▶ _Stated task 1_: Return every line in the entries below that contains the string "street".

▶ _Quoted passage_:
"""

Wednesday, December 24, 2008

living cities

I am trying to write something cohesive about last year, but I can’t seem to find a way to do it. One of the questions that keeps bugging me is why I never feel "at home" wherever I am.

Home: I’ve spent a lot of time trying to figure out what home is to me. At times I have said that home exists wherever you love someone. We each have a bit of home divided up and spread throughout the world. As I get older and as I move more and more, I am not quite sure that this is the case. When I go to a place with people that I love, the place feels comfortable, but not like home. I found this out first when I moved back to California after college. The place felt comfortable and I knew my way around, but I had a tumultuous relationship with Orange County and quickly realized that I always had. I don’t think that I wasn’t welcome in OC, but the welcome felt temporary, as though the county was trying to tell me that I didn’t belong.
Neil Gaiman, in his Sandman series, has a comic called “A Tale of Two Cities.” In the comic a man wakes up and finds himself in the dream of the city in which he spent his entire life. In that dream he encounters a man who tells him that the city is indeed asleep. He did not know when the city would wake, but was fearful of what might happen if and when that occurred.
As I move from place to place, and city to city, I wonder if some cities are asleep and some are awake. If I personify Orange County, I can imagine someone with authority fast asleep. As they sleep, a raucous party forms around them. Throughout the party, people draw on OC’s face, they put OC’s hand in cold water and cover OC’s face with shaving cream. OC sleeps so deeply that eventually the partygoers stop worrying about the possibility of OC waking up. They shave OC a Mohawk. They tattoo “enter here” just above OC’s ass. With all this having happened, what will the repercussions be when OC finally does wake up? Maybe OC will just accept what happened and try to move forward. Maybe OC will get belligerent and do something crazy to the partygoers. Who knows. Time will tell.

"""

▶ _Stated task 2_: Using the post about home and cities above, decide whether each statement agrees with it. (a) The writer first found that places with loved ones feel comfortable but not like home after moving back to California after college. (b) In the comic, the man in the dream knows when the city will wake. (c) In the writer's picture of Orange County asleep, the partygoers shave OC a Mohawk.

▶ _Material supplied_:
"""

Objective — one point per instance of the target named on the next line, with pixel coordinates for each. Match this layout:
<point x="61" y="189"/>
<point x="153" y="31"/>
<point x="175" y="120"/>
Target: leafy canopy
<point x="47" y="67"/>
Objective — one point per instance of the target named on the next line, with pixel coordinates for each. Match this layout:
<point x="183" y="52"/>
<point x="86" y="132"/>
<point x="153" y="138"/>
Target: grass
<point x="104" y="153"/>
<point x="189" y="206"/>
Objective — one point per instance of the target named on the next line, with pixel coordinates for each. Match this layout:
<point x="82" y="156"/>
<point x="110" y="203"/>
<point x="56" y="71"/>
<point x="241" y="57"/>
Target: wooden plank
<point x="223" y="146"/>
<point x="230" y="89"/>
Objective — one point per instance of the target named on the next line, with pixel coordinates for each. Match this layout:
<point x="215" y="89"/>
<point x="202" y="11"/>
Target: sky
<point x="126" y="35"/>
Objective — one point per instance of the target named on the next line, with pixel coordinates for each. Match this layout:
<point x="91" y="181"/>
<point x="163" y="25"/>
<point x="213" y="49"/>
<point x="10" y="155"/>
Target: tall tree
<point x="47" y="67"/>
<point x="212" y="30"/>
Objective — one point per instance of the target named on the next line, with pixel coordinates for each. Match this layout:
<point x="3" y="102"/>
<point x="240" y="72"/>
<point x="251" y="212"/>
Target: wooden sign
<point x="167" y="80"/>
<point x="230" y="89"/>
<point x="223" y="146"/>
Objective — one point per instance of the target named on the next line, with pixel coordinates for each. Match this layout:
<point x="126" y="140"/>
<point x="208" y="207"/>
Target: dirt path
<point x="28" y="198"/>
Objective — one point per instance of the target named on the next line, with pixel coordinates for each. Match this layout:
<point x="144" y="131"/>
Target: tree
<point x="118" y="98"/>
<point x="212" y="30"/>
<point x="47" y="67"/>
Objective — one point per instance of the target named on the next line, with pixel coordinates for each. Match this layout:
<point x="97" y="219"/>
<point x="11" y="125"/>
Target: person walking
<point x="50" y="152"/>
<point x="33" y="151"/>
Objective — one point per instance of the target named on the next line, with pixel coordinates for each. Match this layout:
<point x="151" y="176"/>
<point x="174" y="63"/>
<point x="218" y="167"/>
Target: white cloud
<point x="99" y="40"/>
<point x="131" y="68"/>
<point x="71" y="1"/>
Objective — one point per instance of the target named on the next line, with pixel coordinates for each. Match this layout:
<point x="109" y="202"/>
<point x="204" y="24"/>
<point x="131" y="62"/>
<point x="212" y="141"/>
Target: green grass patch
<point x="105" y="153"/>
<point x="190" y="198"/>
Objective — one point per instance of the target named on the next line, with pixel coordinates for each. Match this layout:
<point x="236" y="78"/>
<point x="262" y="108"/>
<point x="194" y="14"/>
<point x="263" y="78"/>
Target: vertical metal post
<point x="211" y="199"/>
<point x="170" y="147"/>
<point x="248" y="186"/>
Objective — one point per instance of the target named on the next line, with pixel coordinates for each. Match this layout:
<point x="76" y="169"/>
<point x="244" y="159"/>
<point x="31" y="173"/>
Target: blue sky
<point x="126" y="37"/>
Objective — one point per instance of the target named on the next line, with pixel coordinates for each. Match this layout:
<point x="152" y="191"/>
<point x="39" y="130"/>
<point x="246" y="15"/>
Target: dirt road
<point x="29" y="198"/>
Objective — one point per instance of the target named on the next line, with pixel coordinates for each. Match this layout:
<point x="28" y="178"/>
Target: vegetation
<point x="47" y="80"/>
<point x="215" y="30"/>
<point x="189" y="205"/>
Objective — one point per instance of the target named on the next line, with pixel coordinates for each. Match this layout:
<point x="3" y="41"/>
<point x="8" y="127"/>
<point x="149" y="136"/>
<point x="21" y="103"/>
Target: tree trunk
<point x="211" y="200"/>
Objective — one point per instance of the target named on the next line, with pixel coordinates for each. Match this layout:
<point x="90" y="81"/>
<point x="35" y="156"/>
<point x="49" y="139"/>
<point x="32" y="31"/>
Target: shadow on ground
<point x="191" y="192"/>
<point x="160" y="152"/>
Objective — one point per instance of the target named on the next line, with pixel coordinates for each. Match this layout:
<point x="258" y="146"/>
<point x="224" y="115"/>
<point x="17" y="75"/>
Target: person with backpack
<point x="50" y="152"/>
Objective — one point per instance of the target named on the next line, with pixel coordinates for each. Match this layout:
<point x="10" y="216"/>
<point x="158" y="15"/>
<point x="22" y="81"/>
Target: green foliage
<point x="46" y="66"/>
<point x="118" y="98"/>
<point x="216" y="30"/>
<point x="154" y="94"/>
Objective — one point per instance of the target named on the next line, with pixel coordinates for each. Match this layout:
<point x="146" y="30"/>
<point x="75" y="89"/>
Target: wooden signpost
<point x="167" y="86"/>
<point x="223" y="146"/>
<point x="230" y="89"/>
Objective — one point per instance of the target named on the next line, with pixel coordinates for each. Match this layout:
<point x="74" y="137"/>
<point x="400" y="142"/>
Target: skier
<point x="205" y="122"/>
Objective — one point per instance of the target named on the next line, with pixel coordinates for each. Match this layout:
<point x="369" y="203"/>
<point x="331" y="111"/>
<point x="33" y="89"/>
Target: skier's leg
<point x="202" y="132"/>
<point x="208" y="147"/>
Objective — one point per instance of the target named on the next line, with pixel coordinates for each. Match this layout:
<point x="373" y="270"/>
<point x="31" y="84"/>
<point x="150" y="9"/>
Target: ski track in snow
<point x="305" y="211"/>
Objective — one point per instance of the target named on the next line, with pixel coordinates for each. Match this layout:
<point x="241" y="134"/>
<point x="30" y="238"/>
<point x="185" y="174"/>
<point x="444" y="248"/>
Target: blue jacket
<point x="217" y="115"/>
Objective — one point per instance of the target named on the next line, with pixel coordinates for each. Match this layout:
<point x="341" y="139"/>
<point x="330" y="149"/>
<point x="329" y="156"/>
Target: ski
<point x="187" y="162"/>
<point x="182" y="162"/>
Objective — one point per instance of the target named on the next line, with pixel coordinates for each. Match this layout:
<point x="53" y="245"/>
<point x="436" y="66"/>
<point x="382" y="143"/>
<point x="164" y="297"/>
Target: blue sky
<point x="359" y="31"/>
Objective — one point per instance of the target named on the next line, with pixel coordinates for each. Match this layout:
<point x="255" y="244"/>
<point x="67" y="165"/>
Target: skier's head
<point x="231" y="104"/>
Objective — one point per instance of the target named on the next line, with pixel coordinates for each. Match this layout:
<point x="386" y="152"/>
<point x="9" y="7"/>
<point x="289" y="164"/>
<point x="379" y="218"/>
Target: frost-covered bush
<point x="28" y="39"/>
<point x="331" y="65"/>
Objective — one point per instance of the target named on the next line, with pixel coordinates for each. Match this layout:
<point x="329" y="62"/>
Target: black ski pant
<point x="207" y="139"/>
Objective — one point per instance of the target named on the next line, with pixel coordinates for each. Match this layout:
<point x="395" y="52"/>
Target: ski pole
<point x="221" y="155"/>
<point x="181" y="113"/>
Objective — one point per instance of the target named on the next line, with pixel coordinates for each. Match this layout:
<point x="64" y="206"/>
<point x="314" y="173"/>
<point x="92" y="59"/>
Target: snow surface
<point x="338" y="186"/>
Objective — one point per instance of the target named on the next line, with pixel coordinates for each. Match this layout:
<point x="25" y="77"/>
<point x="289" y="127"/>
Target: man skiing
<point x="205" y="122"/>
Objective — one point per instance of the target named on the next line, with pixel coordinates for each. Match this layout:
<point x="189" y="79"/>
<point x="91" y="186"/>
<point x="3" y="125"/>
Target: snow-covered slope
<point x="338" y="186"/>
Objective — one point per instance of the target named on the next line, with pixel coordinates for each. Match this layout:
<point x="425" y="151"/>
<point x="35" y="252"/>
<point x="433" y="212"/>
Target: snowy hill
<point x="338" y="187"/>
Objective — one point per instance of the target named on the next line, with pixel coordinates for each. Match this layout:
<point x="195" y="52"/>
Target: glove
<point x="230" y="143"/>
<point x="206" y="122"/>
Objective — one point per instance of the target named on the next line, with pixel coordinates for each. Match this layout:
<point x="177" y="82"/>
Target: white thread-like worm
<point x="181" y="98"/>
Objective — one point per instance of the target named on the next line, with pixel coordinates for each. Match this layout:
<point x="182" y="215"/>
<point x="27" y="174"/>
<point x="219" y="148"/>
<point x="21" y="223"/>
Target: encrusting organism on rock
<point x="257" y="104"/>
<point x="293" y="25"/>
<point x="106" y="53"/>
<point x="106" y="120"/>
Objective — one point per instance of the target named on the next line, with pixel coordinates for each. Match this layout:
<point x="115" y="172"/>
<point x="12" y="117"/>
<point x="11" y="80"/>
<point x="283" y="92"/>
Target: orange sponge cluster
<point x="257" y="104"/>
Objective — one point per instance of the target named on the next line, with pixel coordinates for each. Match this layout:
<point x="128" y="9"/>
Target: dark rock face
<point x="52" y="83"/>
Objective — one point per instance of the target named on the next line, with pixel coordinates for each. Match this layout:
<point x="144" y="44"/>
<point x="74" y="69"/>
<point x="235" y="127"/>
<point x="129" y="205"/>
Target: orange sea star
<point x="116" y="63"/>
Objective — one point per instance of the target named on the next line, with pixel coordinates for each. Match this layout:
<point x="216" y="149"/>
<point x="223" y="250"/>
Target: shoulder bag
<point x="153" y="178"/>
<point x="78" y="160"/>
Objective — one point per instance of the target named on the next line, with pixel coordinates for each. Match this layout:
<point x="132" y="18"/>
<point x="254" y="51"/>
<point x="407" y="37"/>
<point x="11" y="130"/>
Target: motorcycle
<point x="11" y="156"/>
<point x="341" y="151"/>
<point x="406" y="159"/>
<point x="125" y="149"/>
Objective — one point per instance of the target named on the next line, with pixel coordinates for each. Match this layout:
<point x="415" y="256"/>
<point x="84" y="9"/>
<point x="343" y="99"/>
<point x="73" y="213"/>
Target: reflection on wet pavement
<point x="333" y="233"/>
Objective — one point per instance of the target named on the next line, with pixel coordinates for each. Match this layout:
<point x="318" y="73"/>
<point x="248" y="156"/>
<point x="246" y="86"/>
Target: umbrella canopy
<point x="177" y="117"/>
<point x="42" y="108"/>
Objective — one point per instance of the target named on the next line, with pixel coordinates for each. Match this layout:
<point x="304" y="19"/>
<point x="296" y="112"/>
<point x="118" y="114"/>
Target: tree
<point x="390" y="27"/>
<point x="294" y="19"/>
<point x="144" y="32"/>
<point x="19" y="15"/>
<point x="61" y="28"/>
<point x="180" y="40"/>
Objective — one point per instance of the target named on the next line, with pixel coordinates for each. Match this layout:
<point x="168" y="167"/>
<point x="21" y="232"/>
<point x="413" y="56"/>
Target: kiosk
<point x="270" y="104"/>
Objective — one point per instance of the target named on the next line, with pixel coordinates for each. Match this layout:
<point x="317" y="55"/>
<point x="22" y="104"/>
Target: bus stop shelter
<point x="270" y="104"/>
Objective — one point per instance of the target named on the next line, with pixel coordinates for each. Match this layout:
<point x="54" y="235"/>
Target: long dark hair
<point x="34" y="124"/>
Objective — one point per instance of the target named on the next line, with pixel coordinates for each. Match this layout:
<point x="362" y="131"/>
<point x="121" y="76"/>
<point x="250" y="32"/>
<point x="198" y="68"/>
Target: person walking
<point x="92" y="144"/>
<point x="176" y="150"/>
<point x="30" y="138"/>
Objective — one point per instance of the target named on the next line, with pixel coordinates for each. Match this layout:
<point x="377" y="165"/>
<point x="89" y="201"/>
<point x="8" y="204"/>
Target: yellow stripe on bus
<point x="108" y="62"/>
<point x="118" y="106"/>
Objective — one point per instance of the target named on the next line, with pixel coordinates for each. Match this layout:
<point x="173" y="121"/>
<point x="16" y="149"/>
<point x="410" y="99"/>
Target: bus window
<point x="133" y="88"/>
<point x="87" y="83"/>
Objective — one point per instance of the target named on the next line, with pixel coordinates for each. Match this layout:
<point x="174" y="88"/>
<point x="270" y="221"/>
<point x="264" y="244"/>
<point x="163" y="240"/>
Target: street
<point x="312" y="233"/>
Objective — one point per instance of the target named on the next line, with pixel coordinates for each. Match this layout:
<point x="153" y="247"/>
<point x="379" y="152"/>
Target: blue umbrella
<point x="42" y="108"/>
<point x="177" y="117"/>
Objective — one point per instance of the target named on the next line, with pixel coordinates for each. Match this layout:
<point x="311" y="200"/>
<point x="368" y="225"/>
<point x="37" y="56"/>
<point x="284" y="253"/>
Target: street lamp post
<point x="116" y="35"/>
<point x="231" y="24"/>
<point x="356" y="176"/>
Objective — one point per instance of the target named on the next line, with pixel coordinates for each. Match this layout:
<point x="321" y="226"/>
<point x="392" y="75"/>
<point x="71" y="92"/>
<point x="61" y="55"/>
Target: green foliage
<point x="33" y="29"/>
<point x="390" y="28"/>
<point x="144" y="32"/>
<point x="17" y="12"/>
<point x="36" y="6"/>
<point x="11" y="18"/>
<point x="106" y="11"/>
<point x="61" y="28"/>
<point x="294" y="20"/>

"""

▶ _Final answer 1_:
Target: street
Target: street lamp post

▶ _Final answer 2_:
(a) Yes: "I found this out first when I moved back to California after college."
(b) No: "He did not know when the city would wake"
(c) Yes: "They shave OC a Mohawk."